» Requirement: Return the records in full, exactly as given.
•••••
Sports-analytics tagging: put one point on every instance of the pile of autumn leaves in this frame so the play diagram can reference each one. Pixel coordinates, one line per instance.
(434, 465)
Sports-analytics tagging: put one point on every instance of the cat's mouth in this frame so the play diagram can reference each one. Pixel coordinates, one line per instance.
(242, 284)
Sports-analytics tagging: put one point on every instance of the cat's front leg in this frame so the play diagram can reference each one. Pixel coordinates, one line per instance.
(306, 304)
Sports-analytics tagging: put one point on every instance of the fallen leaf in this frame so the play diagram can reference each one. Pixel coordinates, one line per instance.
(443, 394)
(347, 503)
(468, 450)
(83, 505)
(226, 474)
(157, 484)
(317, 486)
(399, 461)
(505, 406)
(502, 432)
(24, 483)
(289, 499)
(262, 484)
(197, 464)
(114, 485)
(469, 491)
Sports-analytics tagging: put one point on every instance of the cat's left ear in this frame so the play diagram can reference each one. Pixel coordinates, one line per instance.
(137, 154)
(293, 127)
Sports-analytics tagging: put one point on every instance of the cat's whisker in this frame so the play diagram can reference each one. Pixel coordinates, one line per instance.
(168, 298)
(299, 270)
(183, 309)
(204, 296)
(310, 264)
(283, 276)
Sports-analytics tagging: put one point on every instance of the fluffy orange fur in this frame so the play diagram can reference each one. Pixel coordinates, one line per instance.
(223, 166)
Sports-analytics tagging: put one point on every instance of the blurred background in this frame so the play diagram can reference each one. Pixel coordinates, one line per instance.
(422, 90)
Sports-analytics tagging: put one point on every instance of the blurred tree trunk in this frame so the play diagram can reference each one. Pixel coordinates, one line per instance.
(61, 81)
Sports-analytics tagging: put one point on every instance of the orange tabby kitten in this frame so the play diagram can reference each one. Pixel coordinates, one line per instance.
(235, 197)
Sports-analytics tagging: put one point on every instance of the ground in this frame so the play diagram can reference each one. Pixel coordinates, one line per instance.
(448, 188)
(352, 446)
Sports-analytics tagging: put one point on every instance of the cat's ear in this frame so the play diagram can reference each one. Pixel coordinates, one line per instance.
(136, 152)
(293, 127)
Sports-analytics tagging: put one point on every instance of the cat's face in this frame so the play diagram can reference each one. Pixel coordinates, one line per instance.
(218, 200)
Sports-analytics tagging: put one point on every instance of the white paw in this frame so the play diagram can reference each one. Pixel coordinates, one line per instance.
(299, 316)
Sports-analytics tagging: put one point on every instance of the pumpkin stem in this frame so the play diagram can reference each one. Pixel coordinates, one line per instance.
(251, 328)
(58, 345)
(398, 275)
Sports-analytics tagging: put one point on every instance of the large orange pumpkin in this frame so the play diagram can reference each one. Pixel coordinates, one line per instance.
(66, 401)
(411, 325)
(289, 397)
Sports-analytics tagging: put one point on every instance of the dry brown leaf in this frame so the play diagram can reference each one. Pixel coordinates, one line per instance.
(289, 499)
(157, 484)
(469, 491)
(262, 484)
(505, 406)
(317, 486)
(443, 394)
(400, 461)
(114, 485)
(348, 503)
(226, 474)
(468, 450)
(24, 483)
•••••
» Response below:
Sports-analytics tagging: put one point on every instance of the pile of autumn leaves in this frame so the play diagram can reference each one. Pixel coordinates, one line per instance.
(434, 465)
Sports-analytics tagging: put one point on every instance of the cat's mouth in this frame so the play diagram can reference each one. Pixel coordinates, one line per instance.
(242, 284)
Sports-analytics tagging: put one point on every instance of the cat's front leg in this frame so the play diagram can reference each one. Pixel coordinates, one line per instance.
(306, 304)
Sports-analytics tagging: put one point on every instance of the fallen leaf in this frame so the play diagram can reference each one. Pixel coordinates, one line per instance.
(443, 394)
(347, 503)
(468, 450)
(83, 505)
(226, 474)
(157, 484)
(317, 486)
(399, 461)
(505, 406)
(502, 432)
(24, 483)
(289, 499)
(262, 484)
(197, 464)
(114, 485)
(469, 491)
Sports-analytics tagging: put one point on every instance of the cat's left ear in this frame so the play diagram can reference each one. Pixel coordinates, one line per instance.
(137, 154)
(293, 127)
Sports-analytics tagging: put one point on every instance of the cat's whisker in this frame so the play diagram can reference each one. Pixel coordinates, one line per instance.
(168, 298)
(299, 270)
(183, 309)
(204, 296)
(310, 264)
(283, 276)
Sports-analytics tagging: put one point on every instance of the fluffy orange fur in this frame so the play diagram can reference each one. Pixel coordinates, one line per instance.
(223, 166)
Sports-analytics tagging: put one point on every instance of the blurred background in this frame so the play diagram can reference each one. Pixel coordinates, one line per instance.
(422, 90)
Sports-analytics tagging: put one point on every instance of the blurred tree trunk in this frame so the play diagram can reference each one. Pixel coordinates, one line per instance.
(61, 81)
Sports-analytics tagging: put one point on every instance of the orange tabby kitten in this frame so the play diagram can reference each one. Pixel coordinates, one line per instance.
(235, 197)
Sports-analytics tagging: put one point on every instance of the ground in this frame so the play diagram can reference each one. Pixel coordinates, one line per instance.
(448, 188)
(352, 446)
Sports-analytics tagging: put one point on every instance of the cat's ear in this frame so the play diagram can reference each one. Pixel coordinates, one line per instance.
(136, 152)
(293, 127)
Sports-analytics tagging: put one point on every instance of the cat's face in this frame so the play diagram can reference each one. Pixel coordinates, one line per instance.
(218, 200)
Sports-analytics tagging: put one point on every instance of the white paw in this frame so the play diagram can reference each one. Pixel coordinates, one line per instance.
(299, 316)
Sports-analytics tagging: put one point on every instance of the pumpkin stem in this frame so the play diagram can reference each one. Pixel coordinates, one line per instance.
(251, 328)
(58, 345)
(398, 275)
Sports-analytics tagging: put one point on every instance of the large orange pumpkin in this frame so the play diagram can reference each one. Pixel coordinates, one line per instance.
(66, 401)
(411, 325)
(289, 397)
Sports-analytics tagging: put one point on every instance of the dry brown leaf in this frame so the play diagram can reference each one. Pixel coordinates, one line per instance.
(289, 499)
(157, 484)
(469, 491)
(262, 484)
(505, 406)
(317, 486)
(443, 394)
(400, 461)
(114, 485)
(348, 503)
(226, 474)
(468, 450)
(24, 483)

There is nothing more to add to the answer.